**What to do:** Transcribe the passage of the excerpt on the Adventist church, from "The church members" up to and including "over and over.".

━━━━━ Excerpt to read ━━━━━

4. Allowing Gangsters and Thugs in the Church
I love Adventist television; I watch it every day. But why are they now allowing people who talk like thugs onto Christian television? What is going on? Could it be that they are becoming blind to the truth? No Christian should speak with a proud, unloving, uncaring voice filled with selfishness and self-importance. If these people can speak on Christian television, why not invite Satan too? Adventist conferences and churches are becoming lukewarm.
Isn’t what makes a Christian their resemblance to Jesus? Qualities such as humility, gentleness, kindness, honesty, and sincerity? But these people who are invited are proud, selfish, uncaring, and unloving. They have nothing of Jesus but the name. The Adventist General Conference is sleeping and failing to give the warning.
5. Refusing to Work Together with Independent Ministries
It is interesting to see that nominal Adventists have always rejected independent ministries as if they were a plague. I remember when I was newly baptized — a few weeks later, I went to church with the lovely couple who had brought me into the church. There was a Jamaican sister there with a loudspeaker in the parking lot.
The church members made me see her as if she were crazy, yet inside the church, she gave me a tape. They told me to be careful with those messages. Looking back, I see they were referring to Branch Davidians, Jeff Pippenger, or other independent ministries. Some of their messages are not biblical, but at least they continue studying, and many of their messages are drawn from the Bible. The Seventh-day Adventist General Conference should not rest on its laurels, as these laurels can be taken away.
In fact, it is very possible that God sees those who continue to study and seek new light from the Bible favorably, while seeing the regular Seventh-day Adventist General Conference as sleeping and merely repeating the same messages over and over.

━━━━━ Information given ━━━━━

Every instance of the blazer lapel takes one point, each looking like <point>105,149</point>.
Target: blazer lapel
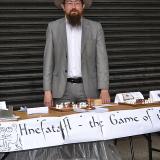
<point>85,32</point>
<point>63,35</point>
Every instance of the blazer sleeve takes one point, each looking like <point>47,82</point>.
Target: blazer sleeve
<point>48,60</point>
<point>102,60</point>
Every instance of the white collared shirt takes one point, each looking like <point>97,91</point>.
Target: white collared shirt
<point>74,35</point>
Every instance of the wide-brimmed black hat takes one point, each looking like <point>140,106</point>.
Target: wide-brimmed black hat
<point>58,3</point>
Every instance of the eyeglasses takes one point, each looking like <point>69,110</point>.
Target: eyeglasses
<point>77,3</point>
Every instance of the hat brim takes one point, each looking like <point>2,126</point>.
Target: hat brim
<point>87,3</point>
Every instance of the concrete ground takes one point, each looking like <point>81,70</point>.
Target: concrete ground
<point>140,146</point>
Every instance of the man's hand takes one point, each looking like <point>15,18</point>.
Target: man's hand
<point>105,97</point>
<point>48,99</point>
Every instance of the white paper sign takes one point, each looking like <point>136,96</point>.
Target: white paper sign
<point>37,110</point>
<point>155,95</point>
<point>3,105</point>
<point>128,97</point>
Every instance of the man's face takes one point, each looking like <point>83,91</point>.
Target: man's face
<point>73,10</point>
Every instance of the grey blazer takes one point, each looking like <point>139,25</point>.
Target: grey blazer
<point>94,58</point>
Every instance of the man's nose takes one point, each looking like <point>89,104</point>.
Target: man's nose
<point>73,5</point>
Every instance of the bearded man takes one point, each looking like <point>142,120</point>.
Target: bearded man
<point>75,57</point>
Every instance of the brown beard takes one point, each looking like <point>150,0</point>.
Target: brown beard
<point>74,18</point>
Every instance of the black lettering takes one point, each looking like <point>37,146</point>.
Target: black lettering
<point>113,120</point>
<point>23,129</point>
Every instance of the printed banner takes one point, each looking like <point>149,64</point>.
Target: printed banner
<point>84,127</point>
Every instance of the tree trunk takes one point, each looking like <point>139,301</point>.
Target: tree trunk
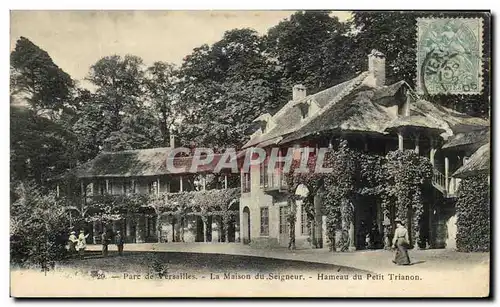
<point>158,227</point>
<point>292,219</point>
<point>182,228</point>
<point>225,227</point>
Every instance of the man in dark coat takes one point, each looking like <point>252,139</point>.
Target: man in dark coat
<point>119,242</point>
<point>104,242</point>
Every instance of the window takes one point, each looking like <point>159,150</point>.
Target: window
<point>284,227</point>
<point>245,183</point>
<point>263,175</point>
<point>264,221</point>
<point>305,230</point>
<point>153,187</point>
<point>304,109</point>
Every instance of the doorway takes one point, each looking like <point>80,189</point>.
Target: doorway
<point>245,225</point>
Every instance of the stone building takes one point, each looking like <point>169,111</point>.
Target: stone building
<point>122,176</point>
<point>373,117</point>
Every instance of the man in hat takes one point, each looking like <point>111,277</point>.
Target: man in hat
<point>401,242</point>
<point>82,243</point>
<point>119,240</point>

━━━━━
━━━━━ Information given ━━━━━

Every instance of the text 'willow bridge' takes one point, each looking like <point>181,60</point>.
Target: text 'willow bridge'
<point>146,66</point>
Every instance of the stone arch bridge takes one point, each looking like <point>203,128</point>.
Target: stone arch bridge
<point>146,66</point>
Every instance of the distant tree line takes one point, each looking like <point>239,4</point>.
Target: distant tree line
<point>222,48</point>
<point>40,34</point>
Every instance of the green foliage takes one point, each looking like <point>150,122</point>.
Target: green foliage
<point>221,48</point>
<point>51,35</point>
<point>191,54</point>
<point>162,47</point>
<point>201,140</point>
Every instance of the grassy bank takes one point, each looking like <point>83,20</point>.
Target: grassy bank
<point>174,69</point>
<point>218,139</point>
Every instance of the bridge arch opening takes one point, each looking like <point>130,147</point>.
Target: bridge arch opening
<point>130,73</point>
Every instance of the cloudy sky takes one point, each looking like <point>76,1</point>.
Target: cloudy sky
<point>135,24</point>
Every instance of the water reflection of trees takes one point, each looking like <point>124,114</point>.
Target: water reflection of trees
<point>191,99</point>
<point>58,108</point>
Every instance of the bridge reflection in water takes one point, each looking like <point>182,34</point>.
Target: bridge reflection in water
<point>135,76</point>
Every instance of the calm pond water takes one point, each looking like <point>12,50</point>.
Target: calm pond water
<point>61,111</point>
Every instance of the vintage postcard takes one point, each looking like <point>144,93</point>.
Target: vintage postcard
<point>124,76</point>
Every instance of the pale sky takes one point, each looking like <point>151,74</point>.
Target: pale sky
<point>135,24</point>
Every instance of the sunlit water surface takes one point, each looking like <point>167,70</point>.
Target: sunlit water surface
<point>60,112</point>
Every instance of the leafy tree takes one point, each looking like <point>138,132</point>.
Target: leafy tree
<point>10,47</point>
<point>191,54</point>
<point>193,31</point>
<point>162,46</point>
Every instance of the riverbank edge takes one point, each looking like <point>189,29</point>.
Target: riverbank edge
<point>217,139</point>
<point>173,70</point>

━━━━━

**Result:**
The church members made me see her as if she were crazy, yet inside the church, she gave me a tape. They told me to be careful with those messages. Looking back, I see they were referring to Branch Davidians, Jeff Pippenger, or other independent ministries. Some of their messages are not biblical, but at least they continue studying, and many of their messages are drawn from the Bible. The Seventh-day Adventist General Conference should not rest on its laurels, as these laurels can be taken away.
In fact, it is very possible that God sees those who continue to study and seek new light from the Bible favorably, while seeing the regular Seventh-day Adventist General Conference as sleeping and merely repeating the same messages over and over.